**Excerpt provided:**
— start —
I'm about tool write a small web-scraping program in Clojure / ClojureScript. It's quite a simple command-line app (for Linux), which visits a webpage, filters the results and prints it to the console.
However, this raises a few questions - not least because I come from a JS/Node.js background and Clojure is quite new to me.
(1) First of all: Is this a good task for a Clojure program, which will be delivered for the JVM as a .jar file. Starting the JVM is slow, but the program needs to be started and stoped quickly, since it's for everyday use. But I guess there are ways to keep one JVM running in the background, which is waiting then to execute jar files on demand. (?)
(2) The other approach would be to Use ClojureScript and compile it to node-friendly JavaScript. This would certainly solve the point of the previous paragraph. But I'm not sure if it's necessary.
— end —
(Rows from an object-pointing dataset)
— start —
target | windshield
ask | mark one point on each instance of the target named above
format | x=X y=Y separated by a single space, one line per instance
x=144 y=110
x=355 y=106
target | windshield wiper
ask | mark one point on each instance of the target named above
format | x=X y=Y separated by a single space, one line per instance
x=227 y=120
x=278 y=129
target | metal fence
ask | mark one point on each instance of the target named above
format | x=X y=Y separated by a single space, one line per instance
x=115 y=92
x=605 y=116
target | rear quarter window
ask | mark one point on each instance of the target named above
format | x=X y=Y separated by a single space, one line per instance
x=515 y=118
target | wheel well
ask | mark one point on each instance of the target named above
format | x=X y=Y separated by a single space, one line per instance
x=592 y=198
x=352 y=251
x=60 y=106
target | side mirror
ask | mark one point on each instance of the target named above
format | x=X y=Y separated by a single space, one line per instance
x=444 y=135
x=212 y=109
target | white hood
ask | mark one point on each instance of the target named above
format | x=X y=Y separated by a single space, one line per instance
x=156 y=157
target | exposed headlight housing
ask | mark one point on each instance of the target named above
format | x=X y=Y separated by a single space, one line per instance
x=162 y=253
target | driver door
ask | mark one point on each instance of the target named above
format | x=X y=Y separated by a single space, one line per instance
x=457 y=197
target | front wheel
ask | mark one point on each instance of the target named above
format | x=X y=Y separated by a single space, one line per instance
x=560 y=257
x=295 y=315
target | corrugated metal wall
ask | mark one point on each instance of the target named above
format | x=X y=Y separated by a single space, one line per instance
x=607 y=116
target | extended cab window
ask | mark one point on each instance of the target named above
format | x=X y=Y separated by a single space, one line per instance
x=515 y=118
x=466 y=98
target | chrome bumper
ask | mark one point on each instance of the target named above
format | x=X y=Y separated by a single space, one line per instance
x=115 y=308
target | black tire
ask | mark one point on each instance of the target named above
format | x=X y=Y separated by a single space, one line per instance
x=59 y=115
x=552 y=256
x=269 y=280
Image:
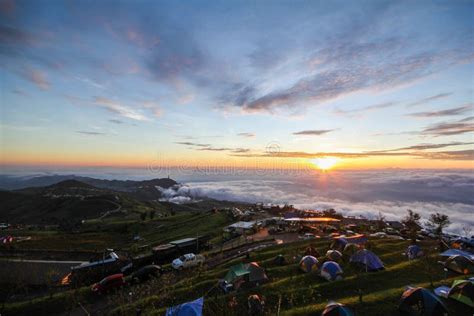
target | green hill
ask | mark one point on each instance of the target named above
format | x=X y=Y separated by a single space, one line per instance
x=289 y=290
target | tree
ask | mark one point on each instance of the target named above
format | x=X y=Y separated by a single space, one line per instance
x=412 y=222
x=380 y=221
x=437 y=222
x=467 y=231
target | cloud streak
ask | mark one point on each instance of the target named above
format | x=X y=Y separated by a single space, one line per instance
x=459 y=127
x=314 y=132
x=117 y=108
x=448 y=112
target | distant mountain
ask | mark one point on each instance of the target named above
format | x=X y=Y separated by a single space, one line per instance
x=145 y=189
x=72 y=198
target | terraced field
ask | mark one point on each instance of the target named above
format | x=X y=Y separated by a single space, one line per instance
x=289 y=291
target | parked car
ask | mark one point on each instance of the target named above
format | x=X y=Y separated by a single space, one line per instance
x=186 y=261
x=145 y=273
x=111 y=282
x=307 y=236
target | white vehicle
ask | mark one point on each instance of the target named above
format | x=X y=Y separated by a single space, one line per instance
x=307 y=236
x=188 y=260
x=379 y=235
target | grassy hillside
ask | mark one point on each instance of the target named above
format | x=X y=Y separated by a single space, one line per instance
x=305 y=294
x=289 y=290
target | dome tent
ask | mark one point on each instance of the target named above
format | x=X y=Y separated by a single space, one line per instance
x=336 y=309
x=368 y=260
x=459 y=264
x=414 y=251
x=331 y=271
x=420 y=301
x=279 y=260
x=308 y=264
x=334 y=255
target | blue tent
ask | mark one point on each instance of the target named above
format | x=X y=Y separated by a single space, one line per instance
x=308 y=263
x=331 y=271
x=414 y=251
x=193 y=308
x=457 y=252
x=368 y=260
x=336 y=309
x=420 y=301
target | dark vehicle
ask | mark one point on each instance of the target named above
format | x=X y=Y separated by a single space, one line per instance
x=94 y=271
x=111 y=282
x=145 y=273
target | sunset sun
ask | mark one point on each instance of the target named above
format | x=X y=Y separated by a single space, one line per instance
x=324 y=163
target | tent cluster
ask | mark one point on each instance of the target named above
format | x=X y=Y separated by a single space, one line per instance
x=244 y=275
x=367 y=261
x=414 y=252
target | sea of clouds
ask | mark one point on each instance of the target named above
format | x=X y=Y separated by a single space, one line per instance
x=366 y=193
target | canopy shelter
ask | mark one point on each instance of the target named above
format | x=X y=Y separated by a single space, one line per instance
x=463 y=291
x=193 y=308
x=457 y=252
x=336 y=309
x=368 y=260
x=339 y=242
x=314 y=220
x=420 y=301
x=414 y=251
x=331 y=271
x=308 y=264
x=249 y=273
x=279 y=260
x=334 y=255
x=459 y=264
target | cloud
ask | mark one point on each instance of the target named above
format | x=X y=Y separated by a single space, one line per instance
x=115 y=121
x=209 y=147
x=431 y=98
x=428 y=146
x=119 y=109
x=452 y=128
x=91 y=133
x=316 y=132
x=366 y=193
x=192 y=144
x=248 y=135
x=368 y=108
x=37 y=77
x=450 y=155
x=448 y=112
x=416 y=151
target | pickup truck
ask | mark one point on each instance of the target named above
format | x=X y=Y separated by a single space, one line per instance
x=188 y=260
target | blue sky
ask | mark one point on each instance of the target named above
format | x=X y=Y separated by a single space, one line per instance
x=373 y=83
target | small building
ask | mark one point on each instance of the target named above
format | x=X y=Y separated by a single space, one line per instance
x=241 y=227
x=395 y=225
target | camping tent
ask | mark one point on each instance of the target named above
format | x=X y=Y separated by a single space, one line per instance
x=336 y=309
x=368 y=260
x=419 y=301
x=338 y=243
x=334 y=255
x=250 y=273
x=463 y=291
x=308 y=263
x=457 y=252
x=414 y=251
x=193 y=308
x=350 y=249
x=459 y=264
x=331 y=271
x=279 y=260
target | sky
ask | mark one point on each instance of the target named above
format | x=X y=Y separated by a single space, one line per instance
x=245 y=84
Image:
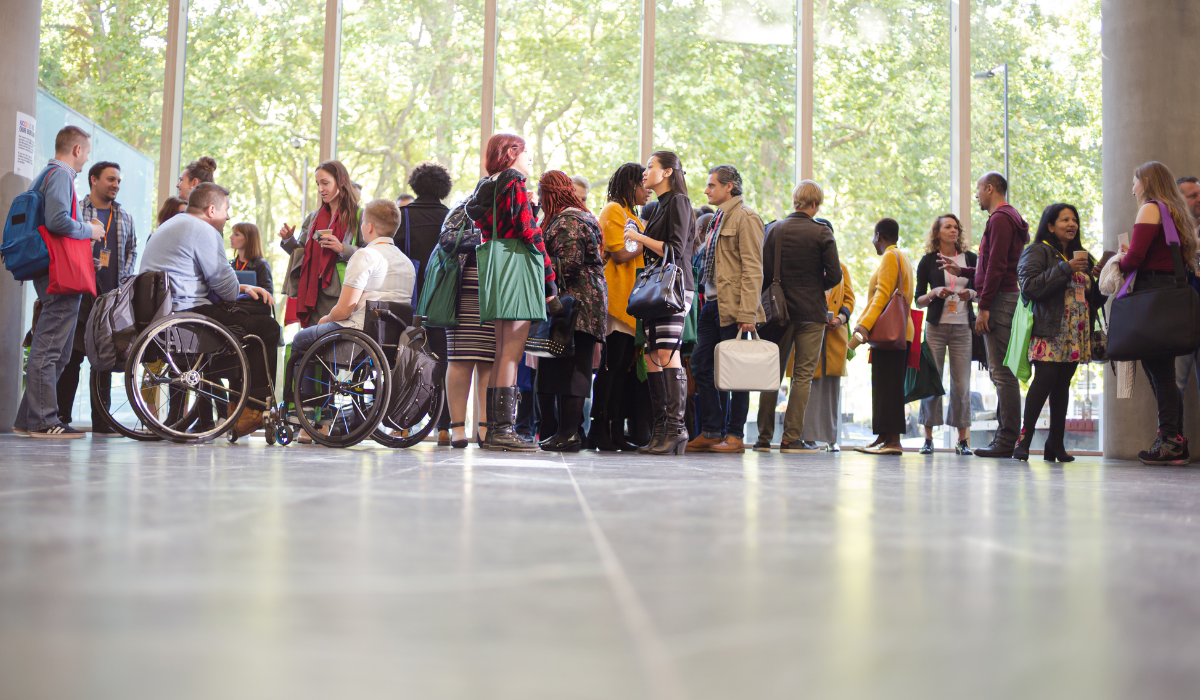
— end —
**Task 1:** Reproduce the portion of the post about writing a Clojure web scraper that lies between "I'm about tool" and "to the console.", inclusive.
**Task 2:** Carry on the post about writing a Clojure web scraper from the point at which it stops.

**Reply 1:**
I'm about tool write a small web-scraping program in Clojure / ClojureScript. It's quite a simple command-line app (for Linux), which visits a webpage, filters the results and prints it to the console.

**Reply 2:**
(3) The other question is, which library to use. And this is also of course related to the previous points. Is there a good Clojure/ClojureScript library for this purpose? Basically for querying the DOM with CSS selectors. In JS I would use JsDom, which reads HTML Strings and creates a "Shadow DOM" from it. Which are the equivalents in the Clojure world?
(4) A plus would certainly be a library, that deals with common web-scraping tasks. Such as: Handling information which is spread over several numbered pages. (like e.g. the results of a search engine)
Anyone has some hints for me?